- WRITTEN PROBLEM: Can you quote the records below word for word, leaving the pictures out of your answer?

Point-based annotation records
----

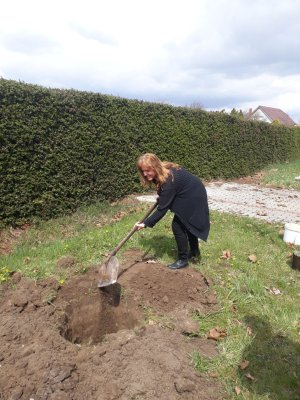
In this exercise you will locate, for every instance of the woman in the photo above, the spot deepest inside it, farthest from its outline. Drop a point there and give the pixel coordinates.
(185, 195)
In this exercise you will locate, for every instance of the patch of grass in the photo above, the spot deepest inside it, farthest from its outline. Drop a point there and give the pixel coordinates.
(258, 299)
(282, 175)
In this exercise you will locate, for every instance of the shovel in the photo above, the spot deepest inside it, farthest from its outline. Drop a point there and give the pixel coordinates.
(109, 270)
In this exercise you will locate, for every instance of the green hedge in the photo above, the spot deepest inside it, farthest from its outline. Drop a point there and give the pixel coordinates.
(61, 149)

----

- TASK RESULT:
In this exercise you will locate, for every instance of the woman in the photo above, the spot deepest inside it, farthest from its outline. Drop a point there and give the pixel coordinates.
(185, 195)
In this exercise you will locate, for every instance of the patch of grass in the photo above, the spot deepest inside it, farthest from its outline. Drop a point there and give the pixel coordinates.
(258, 299)
(282, 175)
In this exercise you will locate, for every instance of the shovel in the photo above, the spot deepest inside it, farthest from its outline. Drop a point there and give the pixel coordinates.
(109, 270)
In this exercise you will locate, for every instance of the green hedge in the photo above, the spot deepest inside it, farthest from its outline. Drop a point there and give the pixel coordinates.
(61, 149)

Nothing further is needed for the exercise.